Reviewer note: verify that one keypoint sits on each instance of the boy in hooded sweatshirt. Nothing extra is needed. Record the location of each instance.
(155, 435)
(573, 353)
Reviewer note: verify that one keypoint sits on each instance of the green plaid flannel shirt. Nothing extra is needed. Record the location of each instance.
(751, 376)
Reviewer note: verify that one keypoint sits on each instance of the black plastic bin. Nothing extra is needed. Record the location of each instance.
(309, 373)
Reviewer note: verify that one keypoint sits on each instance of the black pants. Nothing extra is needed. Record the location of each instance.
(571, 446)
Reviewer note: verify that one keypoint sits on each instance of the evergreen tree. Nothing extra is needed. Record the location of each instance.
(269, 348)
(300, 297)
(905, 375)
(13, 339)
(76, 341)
· · · · ·
Activity:
Write the lines out again exactly, beginning at the line that contains "the black pants." and stopping only at the final line of the listing above.

Solution below:
Reviewer note: verify that one keypoint sits on each instance of the black pants. Nothing extra is needed. Record the location of each instance.
(571, 446)
Reviewer note: verify that one keypoint sits on each instance of the evergreen tree. Nothing extra is needed. Record the location of each instance.
(269, 348)
(300, 297)
(905, 375)
(13, 339)
(76, 341)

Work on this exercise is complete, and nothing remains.